Page excerpt

◇ ◇ ◇

Debord wanted to establish an even more radical movement which would totally abandon the arena of fine art while solely focusing on questions of psychogeography, a total dissolution of boundaries between art and life. In 1957 he and Asger Jorn brought together the International Movement for an Imaginist Bauhaus and the Lettrist International by establishing Situationist International. They specifically denied their status as an art movement
Constant did not join SI at that time. He objected to the SI on the ground that the movement seemed to be established mainly by artists who have their own interest at heart more than a common goal. When SI openly pleaded for ‘unitary urbanism‘, as defined by Constant and Debord, Constant joined. An intensive correspondence between him and Debord followed. Constant wrote several theoretical articles for the French SI journal and staged events at several museums in Paris as well as the Stedelijk Museum in Amsterdam, where he showed his New Babylon series in 1959.

◇ ◇ ◇

Dataset extract

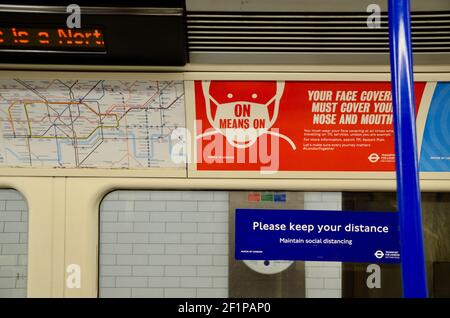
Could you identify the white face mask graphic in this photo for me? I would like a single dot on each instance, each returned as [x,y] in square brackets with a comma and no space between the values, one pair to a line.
[242,122]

◇ ◇ ◇

Work item
Which people are named in the passage on the Situationist International? The data that come before this sentence are from a different source than the passage on the Situationist International.

Output of the task
Debord, Asger Jorn, Constant